:: Extracted records ::
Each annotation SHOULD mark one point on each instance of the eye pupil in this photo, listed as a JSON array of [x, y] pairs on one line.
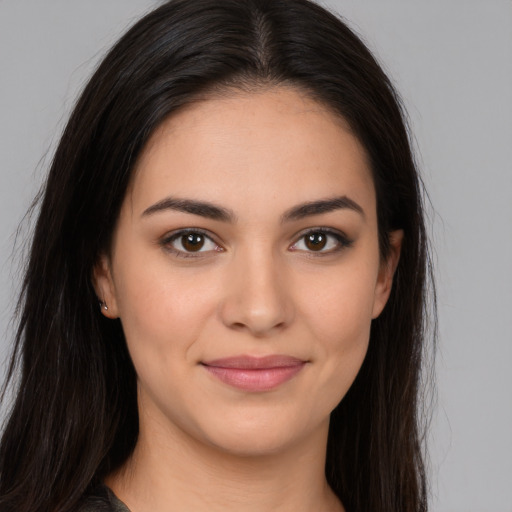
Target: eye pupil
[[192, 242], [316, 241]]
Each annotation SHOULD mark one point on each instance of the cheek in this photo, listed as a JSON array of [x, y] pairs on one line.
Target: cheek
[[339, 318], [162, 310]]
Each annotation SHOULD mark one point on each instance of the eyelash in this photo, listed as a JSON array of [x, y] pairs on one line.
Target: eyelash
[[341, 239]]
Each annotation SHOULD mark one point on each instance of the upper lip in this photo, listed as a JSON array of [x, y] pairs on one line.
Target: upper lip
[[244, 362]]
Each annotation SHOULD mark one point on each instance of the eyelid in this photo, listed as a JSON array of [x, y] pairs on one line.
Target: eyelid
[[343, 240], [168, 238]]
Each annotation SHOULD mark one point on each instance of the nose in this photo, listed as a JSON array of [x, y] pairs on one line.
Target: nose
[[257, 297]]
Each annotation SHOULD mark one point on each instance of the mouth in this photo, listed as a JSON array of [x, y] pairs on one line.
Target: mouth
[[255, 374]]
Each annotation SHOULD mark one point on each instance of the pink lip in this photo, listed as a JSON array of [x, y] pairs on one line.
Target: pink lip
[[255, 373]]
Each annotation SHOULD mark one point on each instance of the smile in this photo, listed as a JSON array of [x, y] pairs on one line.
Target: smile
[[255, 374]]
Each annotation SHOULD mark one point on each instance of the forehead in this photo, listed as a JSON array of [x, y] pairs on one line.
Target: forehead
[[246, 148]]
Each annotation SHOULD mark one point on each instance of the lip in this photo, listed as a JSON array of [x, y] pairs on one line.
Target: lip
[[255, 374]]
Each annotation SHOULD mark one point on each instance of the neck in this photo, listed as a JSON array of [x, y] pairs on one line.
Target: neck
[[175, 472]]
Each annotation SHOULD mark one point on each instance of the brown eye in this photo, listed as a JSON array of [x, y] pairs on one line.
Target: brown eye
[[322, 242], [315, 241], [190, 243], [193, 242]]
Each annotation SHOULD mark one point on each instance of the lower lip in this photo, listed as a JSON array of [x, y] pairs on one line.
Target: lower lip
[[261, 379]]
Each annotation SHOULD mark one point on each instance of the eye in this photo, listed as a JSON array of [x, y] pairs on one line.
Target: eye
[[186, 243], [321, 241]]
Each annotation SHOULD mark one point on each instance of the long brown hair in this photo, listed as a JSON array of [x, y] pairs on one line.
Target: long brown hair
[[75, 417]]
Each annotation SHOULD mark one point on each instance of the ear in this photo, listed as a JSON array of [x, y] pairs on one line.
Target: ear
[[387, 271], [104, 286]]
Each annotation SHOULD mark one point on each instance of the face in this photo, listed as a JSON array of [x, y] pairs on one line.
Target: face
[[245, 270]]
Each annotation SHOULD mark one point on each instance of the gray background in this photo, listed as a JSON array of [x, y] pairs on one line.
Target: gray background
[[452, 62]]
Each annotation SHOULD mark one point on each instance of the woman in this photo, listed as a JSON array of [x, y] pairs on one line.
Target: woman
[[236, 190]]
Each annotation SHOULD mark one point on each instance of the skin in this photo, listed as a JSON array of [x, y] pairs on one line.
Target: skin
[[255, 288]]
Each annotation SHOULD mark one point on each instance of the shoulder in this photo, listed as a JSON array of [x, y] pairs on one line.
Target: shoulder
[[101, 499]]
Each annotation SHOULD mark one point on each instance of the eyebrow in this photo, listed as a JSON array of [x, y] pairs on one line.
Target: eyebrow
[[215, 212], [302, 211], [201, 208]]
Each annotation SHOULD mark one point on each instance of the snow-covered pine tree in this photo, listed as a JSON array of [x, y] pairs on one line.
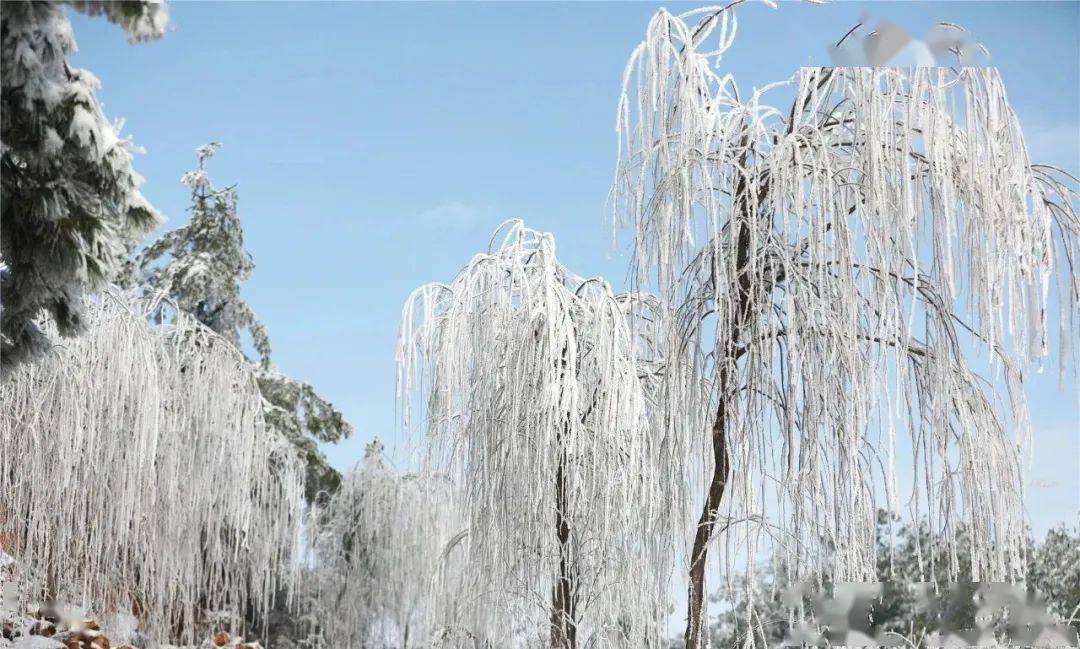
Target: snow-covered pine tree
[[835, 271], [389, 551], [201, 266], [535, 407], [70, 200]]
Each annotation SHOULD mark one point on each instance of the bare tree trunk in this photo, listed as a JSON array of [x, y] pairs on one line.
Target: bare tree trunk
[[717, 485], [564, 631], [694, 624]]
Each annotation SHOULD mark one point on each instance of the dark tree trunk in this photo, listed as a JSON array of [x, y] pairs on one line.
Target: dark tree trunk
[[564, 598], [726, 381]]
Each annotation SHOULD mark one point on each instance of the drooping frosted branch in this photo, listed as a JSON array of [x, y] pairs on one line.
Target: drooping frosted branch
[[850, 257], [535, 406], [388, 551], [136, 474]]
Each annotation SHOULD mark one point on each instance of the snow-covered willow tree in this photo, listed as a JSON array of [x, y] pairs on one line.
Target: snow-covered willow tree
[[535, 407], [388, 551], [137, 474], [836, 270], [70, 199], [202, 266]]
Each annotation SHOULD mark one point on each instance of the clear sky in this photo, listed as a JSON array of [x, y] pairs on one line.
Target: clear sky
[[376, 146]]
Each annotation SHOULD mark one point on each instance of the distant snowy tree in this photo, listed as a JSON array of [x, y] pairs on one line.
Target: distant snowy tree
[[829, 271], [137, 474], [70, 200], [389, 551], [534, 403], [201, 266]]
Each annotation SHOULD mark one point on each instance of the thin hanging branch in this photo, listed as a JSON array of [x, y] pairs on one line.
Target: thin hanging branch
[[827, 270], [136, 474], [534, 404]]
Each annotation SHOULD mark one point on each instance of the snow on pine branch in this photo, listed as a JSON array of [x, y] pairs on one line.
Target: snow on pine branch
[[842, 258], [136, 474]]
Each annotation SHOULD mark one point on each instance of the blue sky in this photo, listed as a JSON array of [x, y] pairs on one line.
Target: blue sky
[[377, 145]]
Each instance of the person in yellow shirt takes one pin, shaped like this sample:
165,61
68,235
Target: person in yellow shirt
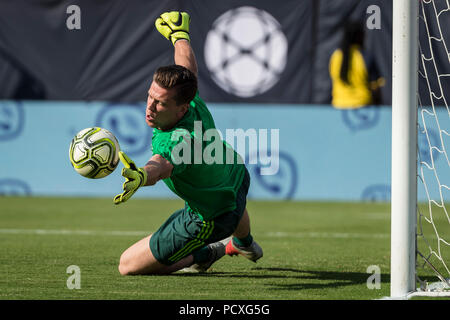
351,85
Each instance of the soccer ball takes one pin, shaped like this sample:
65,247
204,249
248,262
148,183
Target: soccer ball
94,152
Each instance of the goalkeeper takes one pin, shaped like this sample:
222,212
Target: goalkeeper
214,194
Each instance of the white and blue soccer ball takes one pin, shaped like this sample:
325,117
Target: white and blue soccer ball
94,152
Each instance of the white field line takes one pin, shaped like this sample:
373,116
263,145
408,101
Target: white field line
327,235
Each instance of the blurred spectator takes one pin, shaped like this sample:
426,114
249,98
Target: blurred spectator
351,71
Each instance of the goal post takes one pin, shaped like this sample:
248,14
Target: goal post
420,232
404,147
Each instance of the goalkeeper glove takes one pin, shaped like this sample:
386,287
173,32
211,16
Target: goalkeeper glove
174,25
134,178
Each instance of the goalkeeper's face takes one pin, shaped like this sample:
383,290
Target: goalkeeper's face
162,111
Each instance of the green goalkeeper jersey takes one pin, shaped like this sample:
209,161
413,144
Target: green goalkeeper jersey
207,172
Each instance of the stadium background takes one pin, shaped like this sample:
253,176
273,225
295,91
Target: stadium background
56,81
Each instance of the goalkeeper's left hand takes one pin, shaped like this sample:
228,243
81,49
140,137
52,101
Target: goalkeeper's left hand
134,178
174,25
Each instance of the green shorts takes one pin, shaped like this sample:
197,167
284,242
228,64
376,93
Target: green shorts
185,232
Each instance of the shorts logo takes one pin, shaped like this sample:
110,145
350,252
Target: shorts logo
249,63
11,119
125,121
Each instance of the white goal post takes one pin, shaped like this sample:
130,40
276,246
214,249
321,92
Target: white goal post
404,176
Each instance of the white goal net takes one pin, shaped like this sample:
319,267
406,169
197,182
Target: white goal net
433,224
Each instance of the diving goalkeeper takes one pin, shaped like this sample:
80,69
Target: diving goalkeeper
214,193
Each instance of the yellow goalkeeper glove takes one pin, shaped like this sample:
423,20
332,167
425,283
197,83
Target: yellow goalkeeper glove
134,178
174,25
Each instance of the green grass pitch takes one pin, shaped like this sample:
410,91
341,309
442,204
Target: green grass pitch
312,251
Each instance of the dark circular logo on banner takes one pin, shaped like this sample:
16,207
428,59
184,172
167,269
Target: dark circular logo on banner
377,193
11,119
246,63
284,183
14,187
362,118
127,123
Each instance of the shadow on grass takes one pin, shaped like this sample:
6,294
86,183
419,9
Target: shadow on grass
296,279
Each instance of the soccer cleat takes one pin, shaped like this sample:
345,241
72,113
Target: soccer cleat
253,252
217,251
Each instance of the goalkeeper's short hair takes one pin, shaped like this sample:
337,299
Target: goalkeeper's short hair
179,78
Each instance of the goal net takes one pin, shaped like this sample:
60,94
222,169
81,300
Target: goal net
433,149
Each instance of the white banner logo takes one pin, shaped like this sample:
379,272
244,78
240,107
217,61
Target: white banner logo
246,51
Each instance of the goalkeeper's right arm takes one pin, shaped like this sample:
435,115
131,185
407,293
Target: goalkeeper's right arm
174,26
:::
- _Exercise brief_
Repeat the lines exactly, from the line that contains "ear in this" up to and including the line that contains "[[101, 499]]".

- _Result below_
Each annotation SHOULD mark one point on each instance of the ear in this photo, listed as a JSON array of [x, y] pairs on one line.
Target: ear
[[387, 271], [104, 286]]
Each annotation SHOULD mark one point on each instance of the face in this photo, listed as a JSON array of [x, y] pairs on one line.
Target: face
[[245, 270]]
Each annotation SHOULD mark one point on each instance of the gray background in this photo, listed as a JSON array of [x, y] pairs on one line.
Target: gray background
[[452, 62]]
Each annotation SHOULD mark one point on each instance of the woman in this photo, listed as a JSON array of [x, y] pairs on one line.
Target: woman
[[236, 190]]
Each annotation SHOULD mark one point on each instance of the skin in this photo, listed as a JSON array of [x, y] pairs on one line.
Target: skin
[[255, 288]]
Each annotation SHOULD mark one point on each instance of the shoulder in this photo, listed as a JSON array of [x, y] pairs on one line.
Target: shoulder
[[101, 499]]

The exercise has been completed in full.